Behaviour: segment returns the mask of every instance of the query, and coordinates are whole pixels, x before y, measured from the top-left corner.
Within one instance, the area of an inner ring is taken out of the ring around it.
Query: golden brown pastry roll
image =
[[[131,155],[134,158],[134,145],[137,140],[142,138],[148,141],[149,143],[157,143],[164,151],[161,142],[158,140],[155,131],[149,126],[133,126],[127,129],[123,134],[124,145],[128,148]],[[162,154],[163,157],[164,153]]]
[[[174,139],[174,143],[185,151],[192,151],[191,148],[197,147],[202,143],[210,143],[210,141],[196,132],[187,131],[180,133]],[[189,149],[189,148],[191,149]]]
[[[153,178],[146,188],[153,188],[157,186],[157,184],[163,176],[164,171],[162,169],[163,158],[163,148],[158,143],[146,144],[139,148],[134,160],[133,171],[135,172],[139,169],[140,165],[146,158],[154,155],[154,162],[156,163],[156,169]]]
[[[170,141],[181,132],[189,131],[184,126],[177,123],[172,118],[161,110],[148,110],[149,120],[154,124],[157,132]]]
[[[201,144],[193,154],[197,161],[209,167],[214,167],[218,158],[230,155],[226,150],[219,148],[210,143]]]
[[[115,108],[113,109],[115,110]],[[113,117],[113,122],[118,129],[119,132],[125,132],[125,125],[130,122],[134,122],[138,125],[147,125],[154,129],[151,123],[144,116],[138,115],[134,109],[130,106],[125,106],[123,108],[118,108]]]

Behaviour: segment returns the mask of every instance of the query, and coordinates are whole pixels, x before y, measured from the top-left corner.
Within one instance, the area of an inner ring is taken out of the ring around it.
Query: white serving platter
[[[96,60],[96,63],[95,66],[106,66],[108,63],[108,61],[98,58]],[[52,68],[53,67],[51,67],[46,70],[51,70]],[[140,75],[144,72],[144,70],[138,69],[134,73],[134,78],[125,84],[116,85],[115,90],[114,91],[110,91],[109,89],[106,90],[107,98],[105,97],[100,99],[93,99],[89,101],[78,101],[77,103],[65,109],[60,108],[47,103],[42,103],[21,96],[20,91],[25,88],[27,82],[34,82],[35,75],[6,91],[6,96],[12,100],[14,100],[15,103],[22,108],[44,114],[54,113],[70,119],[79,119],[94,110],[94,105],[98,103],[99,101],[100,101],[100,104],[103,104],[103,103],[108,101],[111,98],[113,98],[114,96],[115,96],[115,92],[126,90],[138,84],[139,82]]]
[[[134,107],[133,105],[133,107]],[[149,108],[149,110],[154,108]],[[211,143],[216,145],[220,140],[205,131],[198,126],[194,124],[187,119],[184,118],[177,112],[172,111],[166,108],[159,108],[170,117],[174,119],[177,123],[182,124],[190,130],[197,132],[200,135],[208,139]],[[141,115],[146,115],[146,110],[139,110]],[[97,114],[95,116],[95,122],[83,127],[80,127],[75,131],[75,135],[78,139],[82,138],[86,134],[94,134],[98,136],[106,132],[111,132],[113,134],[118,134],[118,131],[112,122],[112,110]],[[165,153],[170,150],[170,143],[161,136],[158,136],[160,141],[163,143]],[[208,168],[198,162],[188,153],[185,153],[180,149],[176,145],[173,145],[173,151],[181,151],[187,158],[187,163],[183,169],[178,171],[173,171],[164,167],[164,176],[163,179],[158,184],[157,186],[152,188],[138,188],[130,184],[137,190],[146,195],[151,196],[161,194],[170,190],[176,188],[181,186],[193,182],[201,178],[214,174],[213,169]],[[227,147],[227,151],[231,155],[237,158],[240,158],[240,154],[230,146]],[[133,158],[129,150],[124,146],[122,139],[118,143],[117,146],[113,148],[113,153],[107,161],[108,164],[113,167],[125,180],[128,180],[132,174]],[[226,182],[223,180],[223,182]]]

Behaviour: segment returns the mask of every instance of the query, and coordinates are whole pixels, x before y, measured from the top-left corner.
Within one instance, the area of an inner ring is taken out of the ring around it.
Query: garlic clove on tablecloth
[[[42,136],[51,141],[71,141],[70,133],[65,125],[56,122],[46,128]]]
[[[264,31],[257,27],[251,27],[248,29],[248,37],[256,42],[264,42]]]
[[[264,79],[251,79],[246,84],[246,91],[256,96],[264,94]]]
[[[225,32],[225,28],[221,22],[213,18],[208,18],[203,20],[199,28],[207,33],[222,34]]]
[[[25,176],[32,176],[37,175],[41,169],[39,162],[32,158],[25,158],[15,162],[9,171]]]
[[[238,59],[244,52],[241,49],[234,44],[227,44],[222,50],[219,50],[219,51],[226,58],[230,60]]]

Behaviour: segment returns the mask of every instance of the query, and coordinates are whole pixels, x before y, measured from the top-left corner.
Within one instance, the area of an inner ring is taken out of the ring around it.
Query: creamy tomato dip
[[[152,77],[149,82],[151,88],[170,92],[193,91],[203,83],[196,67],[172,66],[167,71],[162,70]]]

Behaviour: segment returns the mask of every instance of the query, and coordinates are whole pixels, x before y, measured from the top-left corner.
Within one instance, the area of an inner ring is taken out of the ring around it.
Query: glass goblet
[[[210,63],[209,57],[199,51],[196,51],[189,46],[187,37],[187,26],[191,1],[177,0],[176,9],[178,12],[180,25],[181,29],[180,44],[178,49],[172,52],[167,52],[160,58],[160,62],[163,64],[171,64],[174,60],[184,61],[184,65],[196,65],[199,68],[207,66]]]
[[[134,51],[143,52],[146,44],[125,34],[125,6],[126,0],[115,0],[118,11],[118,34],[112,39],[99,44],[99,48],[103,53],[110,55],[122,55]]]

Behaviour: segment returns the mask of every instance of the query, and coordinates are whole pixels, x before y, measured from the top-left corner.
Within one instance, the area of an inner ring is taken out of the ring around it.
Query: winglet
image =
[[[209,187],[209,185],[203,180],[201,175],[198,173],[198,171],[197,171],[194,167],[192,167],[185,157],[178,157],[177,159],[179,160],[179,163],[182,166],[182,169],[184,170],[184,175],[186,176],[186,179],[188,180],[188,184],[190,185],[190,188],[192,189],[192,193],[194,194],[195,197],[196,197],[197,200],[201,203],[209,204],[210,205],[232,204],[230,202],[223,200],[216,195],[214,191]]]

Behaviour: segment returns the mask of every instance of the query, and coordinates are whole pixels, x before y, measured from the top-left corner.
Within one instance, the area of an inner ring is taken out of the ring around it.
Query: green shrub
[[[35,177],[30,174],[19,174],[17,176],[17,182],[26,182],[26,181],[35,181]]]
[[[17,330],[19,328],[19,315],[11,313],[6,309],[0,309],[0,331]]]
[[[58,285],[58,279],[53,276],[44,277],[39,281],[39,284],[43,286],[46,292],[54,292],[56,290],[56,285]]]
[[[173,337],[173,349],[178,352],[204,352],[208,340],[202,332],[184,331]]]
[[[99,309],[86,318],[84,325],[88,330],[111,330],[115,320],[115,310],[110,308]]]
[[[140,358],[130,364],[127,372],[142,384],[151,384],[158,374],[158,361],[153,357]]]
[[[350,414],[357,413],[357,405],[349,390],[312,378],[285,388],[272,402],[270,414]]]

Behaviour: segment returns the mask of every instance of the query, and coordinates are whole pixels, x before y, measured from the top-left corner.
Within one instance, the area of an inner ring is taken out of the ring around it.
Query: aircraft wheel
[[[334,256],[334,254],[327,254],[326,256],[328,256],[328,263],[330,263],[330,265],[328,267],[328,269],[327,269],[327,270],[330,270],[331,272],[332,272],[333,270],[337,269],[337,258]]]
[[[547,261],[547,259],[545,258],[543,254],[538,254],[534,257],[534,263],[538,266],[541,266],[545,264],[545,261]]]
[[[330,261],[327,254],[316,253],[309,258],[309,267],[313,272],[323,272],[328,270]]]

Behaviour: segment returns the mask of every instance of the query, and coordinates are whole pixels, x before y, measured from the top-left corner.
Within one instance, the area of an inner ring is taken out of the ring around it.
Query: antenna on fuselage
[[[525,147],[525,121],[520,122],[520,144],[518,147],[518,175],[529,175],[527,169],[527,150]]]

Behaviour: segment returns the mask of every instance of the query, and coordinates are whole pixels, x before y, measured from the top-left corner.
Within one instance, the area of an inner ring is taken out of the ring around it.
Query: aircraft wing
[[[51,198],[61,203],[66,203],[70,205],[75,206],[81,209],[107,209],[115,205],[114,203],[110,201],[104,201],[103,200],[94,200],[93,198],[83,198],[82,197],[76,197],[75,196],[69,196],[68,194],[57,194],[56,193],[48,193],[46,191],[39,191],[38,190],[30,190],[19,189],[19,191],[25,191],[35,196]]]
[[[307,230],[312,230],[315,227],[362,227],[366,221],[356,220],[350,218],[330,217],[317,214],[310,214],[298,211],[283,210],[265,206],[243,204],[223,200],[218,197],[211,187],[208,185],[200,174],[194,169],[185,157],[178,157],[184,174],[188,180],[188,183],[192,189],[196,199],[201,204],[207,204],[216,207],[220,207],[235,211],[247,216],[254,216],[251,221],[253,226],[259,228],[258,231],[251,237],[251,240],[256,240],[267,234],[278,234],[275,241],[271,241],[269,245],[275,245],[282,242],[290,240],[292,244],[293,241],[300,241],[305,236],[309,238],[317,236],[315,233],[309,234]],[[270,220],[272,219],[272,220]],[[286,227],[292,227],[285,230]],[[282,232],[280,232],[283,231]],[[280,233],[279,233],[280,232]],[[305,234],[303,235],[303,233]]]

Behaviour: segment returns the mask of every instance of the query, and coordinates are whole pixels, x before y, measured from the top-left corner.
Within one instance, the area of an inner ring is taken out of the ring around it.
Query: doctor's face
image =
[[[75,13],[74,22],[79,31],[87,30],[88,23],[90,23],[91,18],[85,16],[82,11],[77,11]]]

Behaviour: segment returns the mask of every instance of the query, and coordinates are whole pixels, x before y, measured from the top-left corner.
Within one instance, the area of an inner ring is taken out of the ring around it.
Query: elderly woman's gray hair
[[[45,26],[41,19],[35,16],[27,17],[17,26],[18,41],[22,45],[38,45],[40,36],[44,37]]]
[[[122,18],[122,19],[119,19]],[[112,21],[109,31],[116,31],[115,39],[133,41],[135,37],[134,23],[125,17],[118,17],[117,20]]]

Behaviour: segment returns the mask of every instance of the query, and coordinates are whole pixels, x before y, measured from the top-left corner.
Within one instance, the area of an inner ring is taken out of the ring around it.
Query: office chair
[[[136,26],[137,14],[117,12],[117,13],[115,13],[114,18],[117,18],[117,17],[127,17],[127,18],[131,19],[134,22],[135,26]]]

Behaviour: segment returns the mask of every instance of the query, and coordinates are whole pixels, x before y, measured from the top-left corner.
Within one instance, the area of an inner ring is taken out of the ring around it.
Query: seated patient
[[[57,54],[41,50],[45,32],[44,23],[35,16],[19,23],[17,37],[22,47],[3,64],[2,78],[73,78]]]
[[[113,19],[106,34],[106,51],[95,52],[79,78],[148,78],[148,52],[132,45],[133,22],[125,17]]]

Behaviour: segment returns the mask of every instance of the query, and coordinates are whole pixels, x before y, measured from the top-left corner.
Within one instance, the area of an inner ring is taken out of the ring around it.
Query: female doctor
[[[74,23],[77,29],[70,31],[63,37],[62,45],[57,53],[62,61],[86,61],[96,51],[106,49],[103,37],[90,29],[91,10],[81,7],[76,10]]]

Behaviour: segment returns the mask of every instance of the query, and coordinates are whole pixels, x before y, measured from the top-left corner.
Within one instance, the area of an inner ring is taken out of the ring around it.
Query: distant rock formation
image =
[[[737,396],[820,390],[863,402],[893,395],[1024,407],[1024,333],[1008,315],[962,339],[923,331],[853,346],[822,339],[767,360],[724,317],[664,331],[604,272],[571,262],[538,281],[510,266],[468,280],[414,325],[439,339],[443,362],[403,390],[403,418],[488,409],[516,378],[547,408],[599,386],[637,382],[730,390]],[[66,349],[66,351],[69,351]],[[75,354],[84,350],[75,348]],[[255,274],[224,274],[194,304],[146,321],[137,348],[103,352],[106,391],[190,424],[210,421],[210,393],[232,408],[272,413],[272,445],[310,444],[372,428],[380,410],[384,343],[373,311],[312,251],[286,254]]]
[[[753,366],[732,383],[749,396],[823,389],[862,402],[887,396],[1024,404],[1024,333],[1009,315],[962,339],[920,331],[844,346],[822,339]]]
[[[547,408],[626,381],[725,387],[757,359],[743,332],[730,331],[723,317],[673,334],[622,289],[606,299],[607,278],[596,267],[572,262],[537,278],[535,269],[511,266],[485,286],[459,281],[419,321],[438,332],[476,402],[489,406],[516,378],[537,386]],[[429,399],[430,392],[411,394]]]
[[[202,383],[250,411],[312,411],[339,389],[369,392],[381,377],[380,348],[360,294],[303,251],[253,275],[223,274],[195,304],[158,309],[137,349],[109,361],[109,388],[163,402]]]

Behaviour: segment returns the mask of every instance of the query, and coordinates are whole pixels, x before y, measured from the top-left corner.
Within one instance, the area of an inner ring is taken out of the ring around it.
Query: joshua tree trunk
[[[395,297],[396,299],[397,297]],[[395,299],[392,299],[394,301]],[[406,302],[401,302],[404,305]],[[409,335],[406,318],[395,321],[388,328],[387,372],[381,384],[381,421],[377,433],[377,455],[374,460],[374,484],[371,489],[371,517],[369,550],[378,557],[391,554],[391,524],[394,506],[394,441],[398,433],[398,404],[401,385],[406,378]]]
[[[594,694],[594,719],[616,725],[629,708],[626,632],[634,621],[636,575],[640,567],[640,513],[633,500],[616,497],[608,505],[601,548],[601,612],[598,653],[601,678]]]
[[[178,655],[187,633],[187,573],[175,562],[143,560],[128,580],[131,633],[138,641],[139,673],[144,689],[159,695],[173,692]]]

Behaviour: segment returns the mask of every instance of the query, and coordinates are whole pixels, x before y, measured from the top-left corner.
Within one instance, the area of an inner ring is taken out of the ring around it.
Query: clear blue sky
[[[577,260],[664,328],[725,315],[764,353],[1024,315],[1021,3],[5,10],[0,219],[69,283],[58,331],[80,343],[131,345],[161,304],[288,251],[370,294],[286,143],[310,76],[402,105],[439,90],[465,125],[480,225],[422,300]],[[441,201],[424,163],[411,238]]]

Task to carry out: Pull out every line of the listing that contains the string "aircraft".

Expected output:
Query: aircraft wheel
Query: aircraft wing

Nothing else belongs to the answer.